Problem to solve: Leave out the pictures and transcribe everything else exactly.

** start of Extracted data **

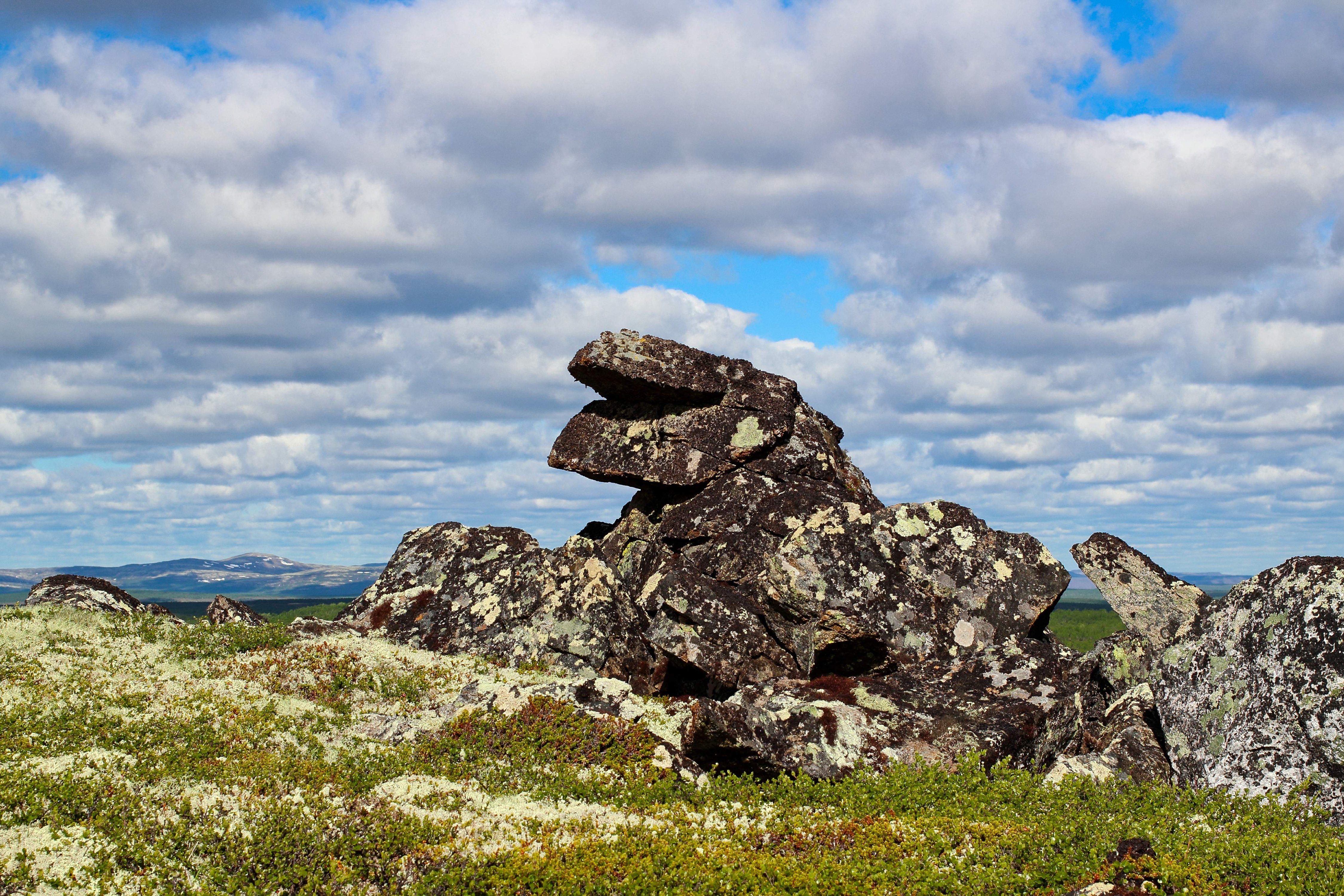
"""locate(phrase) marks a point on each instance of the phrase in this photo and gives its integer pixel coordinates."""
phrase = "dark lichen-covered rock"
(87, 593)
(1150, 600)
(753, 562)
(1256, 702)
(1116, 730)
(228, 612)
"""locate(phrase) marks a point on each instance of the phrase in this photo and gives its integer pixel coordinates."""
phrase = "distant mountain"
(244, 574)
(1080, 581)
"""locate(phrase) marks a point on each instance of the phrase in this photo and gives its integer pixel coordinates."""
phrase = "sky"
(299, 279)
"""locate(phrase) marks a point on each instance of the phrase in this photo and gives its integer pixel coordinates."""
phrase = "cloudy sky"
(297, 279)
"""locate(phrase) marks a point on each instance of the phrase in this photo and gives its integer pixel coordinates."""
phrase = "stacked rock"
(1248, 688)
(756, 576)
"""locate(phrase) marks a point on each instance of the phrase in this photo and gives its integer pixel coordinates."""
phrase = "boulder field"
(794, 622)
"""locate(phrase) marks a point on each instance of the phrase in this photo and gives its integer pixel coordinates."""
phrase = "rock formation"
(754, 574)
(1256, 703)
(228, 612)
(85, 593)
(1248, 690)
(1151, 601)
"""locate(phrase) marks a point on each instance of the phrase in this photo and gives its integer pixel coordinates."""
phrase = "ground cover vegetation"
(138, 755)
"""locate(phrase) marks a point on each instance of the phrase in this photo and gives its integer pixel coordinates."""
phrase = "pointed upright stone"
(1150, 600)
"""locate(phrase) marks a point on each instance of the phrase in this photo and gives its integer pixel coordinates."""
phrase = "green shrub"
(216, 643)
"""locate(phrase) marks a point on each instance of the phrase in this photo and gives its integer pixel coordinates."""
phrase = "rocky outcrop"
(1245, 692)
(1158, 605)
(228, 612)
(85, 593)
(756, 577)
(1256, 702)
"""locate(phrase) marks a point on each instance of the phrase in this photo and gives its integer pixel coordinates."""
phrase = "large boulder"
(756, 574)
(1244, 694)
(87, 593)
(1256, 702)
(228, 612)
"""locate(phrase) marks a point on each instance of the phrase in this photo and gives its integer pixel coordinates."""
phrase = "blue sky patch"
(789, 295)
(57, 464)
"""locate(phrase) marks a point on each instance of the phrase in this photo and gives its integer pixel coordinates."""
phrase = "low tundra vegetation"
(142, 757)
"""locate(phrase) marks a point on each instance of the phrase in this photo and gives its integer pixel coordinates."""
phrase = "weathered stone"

** end of Extracted data **

Correct answer:
"""locate(phrase) marks a point on each instance of the phrase in this photo and gives its integer pixel coordinates."""
phrase = "dark lichen-covered rock"
(87, 593)
(1150, 600)
(753, 562)
(1256, 702)
(1116, 730)
(228, 612)
"""locate(phrase) marks a point on each instance of the phrase in this photo and gives its integer pixel coordinates."""
phrase = "distant mountain"
(244, 574)
(1080, 581)
"""locate(phrase) marks a point on each instance of the phrase in this photo and gives its integer pixel coordinates."""
phrase = "sky"
(299, 279)
"""locate(phrase) marks a point on each instance of the phrase in this photo and gives its integer pixel coordinates."""
phrase = "cloudy sky"
(297, 279)
"""locate(phrase) marks a point on each instance of the phrase in this photo and gives its integer pixel coordinates."""
phrase = "stacked rock"
(1248, 688)
(756, 576)
"""locate(phrase) marks a point on each instance of the phrase in this photo and gives its integer pixel coordinates."""
phrase = "boulder field"
(794, 622)
"""locate(phrase) marks a point on each instance of the phrase in this photo and gives its integer pixel coordinates."""
phrase = "rock formation"
(754, 574)
(1256, 703)
(228, 612)
(85, 593)
(1248, 690)
(1151, 601)
"""locate(phrase) marks a point on each instance of the phrase in this photo and gives its integer pixel coordinates."""
phrase = "ground cover vegetation"
(138, 755)
"""locate(phrase) marks a point on each instance of the phrase in this photo and gives its integer pixel coordinates."""
phrase = "pointed upright stone"
(1150, 600)
"""locate(phrase) marks a point on each instance of the phrase in this photo and gives its integer pixel coordinates."""
phrase = "green shrub"
(216, 643)
"""locate(phrase) marks a point on each instance of the phrase in this photo and gives its integer pixel coordinates."""
phrase = "rocky outcrop"
(1245, 692)
(1158, 605)
(228, 612)
(85, 593)
(756, 577)
(1256, 702)
"""locate(phrase) marks a point on each instance of the phrase in this photo and gives its integer pixel coordinates."""
phrase = "large boulder"
(756, 574)
(1244, 694)
(87, 593)
(1256, 702)
(228, 612)
"""locate(phrase) marks a point on each instance of the phrase in this photo and gives its integer pixel coordinates."""
phrase = "blue sky patch"
(789, 295)
(57, 464)
"""locate(phrase) marks a point on each instance of the phrase in this photo and gives its integer pixel coordinates."""
phrase = "low tundra vegetation"
(142, 757)
"""locate(phrase) marks a point on each instance of the phrase in this photo and gives its integer pixel coordinates."""
phrase = "weathered stone"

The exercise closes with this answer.